From tangible, to digital, to virtual and beyond
Over the last couple of decades, we have seen the maturity and integration of design practices in organizations across industries. From the creation of leadership roles, such as chief design officer, to the shift toward more creative corporate cultures, design has influenced not just what is created, but how.
During this span, many organizations shifted from creating primarily physical products to digital experiences. Whether integrating digital interfaces within existing products or creating supporting apps for emerging smartphones, it was essential to expand user experience capabilities to remain relevant, let alone competitive.
Adapting to digital design required not only hiring and training for new skills but also a reconsideration of the design organization itself. For example, traditional product development teams consisting of industrial designers and engineers use different tools, methods and workflows than interactive digital designers.
Early on, projects were often pragmatically viewed from the lens of either physical or digital to determine how to staff and plan them. But it became clear that this was a false dichotomy — all projects needed to be experience led, driven by user needs and enabled by the respective design capabilities. As a result, design teams became organized in service of user experience, regardless of what would be delivered.

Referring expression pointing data
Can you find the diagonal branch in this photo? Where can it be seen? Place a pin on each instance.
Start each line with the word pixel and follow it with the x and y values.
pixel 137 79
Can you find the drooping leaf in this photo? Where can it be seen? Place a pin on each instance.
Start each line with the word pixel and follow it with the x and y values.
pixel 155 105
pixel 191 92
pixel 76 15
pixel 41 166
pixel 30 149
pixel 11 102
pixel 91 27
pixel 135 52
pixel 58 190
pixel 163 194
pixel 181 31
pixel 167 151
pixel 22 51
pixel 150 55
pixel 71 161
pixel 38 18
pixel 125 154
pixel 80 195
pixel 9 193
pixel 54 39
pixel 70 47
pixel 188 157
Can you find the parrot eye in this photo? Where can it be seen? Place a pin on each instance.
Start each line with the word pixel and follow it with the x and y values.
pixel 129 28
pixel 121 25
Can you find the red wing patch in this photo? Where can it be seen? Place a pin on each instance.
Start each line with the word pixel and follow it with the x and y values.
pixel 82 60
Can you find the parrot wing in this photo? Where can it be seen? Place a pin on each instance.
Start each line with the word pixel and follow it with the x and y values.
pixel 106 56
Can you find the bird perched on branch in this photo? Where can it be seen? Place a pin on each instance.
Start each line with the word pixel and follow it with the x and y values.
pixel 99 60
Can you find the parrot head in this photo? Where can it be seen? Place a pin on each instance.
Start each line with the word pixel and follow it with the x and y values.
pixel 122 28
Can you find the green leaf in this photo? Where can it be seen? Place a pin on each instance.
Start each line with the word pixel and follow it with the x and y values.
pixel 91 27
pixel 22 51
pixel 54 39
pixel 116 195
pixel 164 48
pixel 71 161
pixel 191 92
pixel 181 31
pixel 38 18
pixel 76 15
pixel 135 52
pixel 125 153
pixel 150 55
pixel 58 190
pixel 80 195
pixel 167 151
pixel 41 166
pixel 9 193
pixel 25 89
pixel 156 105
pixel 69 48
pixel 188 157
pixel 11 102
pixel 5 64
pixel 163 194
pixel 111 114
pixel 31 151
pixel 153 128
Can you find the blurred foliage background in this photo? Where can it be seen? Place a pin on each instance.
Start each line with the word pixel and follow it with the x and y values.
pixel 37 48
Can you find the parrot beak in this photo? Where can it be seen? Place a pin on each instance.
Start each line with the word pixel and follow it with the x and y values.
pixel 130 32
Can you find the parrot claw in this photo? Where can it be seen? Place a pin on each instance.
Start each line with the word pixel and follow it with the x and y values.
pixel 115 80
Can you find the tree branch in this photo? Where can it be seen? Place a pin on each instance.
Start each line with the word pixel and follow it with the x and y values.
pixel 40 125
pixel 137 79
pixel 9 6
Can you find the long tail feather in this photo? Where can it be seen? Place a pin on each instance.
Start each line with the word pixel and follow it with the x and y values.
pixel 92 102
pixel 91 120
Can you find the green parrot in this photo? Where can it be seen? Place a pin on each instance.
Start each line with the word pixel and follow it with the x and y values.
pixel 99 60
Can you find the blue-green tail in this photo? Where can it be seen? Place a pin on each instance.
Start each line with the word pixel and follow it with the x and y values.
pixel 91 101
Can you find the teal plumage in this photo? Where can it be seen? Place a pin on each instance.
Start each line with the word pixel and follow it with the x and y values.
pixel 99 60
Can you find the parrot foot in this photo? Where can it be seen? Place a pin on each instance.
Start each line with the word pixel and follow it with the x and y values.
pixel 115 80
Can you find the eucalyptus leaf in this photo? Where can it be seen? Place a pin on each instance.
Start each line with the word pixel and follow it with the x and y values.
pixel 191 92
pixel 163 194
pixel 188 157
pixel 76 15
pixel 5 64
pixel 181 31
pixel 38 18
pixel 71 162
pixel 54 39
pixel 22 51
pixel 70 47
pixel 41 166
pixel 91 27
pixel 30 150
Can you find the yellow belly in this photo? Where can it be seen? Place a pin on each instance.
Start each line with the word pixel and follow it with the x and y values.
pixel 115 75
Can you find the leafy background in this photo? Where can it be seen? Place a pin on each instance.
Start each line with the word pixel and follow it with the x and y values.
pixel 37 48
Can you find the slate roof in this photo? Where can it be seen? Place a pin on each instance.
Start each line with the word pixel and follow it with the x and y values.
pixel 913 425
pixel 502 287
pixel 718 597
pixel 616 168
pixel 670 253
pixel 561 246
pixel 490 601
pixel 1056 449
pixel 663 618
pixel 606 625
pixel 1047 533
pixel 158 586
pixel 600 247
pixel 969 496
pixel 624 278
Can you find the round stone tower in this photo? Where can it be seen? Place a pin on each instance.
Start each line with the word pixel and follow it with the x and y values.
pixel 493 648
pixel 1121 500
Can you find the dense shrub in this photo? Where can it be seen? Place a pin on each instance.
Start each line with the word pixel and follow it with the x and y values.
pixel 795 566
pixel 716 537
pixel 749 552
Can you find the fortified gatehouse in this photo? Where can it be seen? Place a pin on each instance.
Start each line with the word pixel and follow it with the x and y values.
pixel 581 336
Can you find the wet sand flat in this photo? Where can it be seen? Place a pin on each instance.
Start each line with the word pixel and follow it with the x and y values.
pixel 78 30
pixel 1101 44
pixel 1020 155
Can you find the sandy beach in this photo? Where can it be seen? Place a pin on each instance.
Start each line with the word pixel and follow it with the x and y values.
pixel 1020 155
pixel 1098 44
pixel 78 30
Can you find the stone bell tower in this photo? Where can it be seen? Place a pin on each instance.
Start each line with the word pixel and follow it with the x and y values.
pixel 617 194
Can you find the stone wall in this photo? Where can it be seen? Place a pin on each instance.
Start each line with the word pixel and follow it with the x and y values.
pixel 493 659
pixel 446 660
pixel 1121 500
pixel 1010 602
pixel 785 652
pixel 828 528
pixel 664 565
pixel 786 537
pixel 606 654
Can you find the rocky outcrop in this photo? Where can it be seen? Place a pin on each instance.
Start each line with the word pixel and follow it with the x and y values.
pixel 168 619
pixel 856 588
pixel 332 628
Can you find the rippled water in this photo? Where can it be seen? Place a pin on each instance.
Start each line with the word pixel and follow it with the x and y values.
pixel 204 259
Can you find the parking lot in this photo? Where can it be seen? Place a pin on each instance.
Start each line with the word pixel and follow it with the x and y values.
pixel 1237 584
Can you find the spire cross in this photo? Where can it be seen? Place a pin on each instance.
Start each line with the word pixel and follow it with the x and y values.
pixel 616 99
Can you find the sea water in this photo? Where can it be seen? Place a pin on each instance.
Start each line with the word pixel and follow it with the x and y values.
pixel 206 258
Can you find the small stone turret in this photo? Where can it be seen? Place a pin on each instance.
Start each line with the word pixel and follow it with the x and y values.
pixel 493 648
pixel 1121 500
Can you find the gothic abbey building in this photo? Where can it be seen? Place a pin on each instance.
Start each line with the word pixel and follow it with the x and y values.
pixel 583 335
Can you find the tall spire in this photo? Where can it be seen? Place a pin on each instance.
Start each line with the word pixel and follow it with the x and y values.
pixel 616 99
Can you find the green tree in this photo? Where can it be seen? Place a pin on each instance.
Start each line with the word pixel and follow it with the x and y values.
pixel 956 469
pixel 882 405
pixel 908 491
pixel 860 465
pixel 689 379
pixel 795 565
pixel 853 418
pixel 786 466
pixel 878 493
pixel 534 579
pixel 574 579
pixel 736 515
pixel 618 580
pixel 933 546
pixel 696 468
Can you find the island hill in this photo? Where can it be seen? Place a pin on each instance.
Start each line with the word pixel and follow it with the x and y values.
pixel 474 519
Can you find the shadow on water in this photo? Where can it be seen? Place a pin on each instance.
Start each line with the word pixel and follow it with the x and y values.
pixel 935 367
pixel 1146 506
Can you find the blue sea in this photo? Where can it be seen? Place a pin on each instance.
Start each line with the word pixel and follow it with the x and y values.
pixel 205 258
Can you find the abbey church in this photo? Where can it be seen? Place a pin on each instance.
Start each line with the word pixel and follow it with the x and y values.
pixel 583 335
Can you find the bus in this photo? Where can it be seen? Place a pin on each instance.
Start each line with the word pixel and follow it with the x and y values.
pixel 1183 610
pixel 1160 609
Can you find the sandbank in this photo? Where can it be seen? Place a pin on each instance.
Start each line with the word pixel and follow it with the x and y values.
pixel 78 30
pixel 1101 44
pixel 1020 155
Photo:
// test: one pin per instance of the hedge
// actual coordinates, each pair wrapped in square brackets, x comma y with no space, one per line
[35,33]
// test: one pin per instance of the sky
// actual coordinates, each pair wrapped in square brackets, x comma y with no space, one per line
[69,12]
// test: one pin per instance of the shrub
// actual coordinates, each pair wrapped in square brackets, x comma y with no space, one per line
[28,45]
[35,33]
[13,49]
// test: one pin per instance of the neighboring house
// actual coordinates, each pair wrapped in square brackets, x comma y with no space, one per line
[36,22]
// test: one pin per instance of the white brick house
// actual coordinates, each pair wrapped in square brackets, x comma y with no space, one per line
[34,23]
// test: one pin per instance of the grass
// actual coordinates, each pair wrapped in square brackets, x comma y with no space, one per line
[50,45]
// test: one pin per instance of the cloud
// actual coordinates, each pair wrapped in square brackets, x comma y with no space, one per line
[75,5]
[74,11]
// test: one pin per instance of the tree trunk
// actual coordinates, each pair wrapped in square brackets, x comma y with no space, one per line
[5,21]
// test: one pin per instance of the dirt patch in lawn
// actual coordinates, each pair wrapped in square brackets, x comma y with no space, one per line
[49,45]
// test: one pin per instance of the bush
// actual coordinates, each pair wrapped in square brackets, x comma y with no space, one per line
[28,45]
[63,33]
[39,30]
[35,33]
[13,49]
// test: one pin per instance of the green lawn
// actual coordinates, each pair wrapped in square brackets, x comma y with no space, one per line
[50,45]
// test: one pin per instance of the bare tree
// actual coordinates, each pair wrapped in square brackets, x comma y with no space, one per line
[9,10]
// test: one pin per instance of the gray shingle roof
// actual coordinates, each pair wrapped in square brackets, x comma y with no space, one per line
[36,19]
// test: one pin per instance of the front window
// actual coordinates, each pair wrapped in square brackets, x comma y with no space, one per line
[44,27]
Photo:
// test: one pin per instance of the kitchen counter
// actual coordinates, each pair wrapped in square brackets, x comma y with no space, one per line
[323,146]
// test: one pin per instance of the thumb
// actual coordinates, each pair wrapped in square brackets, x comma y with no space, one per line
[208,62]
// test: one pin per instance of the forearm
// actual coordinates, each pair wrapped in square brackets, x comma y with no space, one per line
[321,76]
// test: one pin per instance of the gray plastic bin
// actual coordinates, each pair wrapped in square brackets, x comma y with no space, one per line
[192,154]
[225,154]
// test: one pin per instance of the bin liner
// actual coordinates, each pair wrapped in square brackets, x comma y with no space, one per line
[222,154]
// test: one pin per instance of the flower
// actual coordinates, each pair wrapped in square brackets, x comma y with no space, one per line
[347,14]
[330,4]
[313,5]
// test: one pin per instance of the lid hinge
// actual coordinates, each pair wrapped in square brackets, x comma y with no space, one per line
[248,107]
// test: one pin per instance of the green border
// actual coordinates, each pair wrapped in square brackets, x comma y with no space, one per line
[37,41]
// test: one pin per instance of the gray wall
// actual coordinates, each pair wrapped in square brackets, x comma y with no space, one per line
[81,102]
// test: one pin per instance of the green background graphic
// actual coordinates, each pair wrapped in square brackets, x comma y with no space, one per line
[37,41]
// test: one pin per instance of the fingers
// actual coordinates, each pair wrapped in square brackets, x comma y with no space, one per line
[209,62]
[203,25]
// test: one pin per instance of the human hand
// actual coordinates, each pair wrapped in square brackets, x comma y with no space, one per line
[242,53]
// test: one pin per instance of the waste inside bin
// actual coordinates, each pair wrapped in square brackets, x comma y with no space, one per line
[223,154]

--- Activities ---
1. According to the passage on design's evolution, what leadership role is cited as an example of design's integration in organizations?
2. List the three things that, according to the passage on design's evolution, traditional product development teams use differently from interactive digital designers.
3. Rewrite the passage on design's evolution starting with "During this span, many" and going on through "let alone competitive.", replacing "physical products" with "tangible goods".

--- Set of answers ---
1. Chief design officer.

2. Tools, methods and workflows.

3.
During this span, many organizations shifted from creating primarily tangible goods to digital experiences. Whether integrating digital interfaces within existing products or creating supporting apps for emerging smartphones, it was essential to expand user experience capabilities to remain relevant, let alone competitive.